__Brief__.
Update the rows from the line containing "Target: olive green pilotka cap" through the end of the rows, replacing "metal pole" with "steel post" and leaving everything else the same.

[Position annotation rows]
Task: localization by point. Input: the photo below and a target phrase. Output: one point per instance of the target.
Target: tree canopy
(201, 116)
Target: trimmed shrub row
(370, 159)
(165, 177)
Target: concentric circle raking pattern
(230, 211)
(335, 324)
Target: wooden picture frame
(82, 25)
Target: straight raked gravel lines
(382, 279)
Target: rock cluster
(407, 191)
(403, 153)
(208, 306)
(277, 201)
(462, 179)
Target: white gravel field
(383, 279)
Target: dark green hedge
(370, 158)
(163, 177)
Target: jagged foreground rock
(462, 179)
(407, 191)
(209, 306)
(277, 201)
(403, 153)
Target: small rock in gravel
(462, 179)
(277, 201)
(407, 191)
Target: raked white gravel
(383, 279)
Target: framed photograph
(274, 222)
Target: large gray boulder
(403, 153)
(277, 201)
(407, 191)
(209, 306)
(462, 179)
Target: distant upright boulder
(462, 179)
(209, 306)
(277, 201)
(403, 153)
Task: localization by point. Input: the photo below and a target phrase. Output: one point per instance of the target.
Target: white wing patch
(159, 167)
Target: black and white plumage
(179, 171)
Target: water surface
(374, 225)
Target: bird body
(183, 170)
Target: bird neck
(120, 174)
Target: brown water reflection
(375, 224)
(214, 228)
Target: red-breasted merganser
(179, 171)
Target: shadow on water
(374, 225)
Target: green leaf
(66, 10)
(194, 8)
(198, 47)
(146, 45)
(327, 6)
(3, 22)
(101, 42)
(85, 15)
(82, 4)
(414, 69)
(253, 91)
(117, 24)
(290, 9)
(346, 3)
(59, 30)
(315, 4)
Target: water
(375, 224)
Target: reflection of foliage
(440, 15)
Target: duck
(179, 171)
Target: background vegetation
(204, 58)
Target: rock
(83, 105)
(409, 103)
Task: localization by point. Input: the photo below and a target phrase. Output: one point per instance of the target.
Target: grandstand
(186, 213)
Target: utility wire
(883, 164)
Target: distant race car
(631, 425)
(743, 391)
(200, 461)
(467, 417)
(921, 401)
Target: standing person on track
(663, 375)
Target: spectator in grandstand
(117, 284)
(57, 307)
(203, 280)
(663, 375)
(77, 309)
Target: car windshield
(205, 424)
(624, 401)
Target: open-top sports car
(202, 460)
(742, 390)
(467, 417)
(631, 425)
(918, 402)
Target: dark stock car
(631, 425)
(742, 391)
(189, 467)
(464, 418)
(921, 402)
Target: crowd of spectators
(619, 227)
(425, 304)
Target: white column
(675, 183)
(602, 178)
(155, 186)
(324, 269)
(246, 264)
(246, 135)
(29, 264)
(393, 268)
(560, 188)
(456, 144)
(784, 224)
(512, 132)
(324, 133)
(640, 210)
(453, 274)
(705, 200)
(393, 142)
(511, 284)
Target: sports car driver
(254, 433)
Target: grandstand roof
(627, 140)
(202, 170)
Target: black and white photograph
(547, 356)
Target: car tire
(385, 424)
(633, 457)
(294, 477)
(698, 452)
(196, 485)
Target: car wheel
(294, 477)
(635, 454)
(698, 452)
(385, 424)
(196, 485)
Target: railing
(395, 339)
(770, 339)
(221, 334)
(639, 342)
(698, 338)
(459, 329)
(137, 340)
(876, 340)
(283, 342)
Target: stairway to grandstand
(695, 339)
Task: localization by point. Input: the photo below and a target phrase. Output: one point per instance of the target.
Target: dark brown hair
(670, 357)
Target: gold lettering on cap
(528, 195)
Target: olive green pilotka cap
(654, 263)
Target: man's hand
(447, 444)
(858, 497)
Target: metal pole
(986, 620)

__Response__.
Target: olive green pilotka cap
(654, 263)
Target: man's hand
(447, 444)
(858, 497)
Target: steel post
(986, 620)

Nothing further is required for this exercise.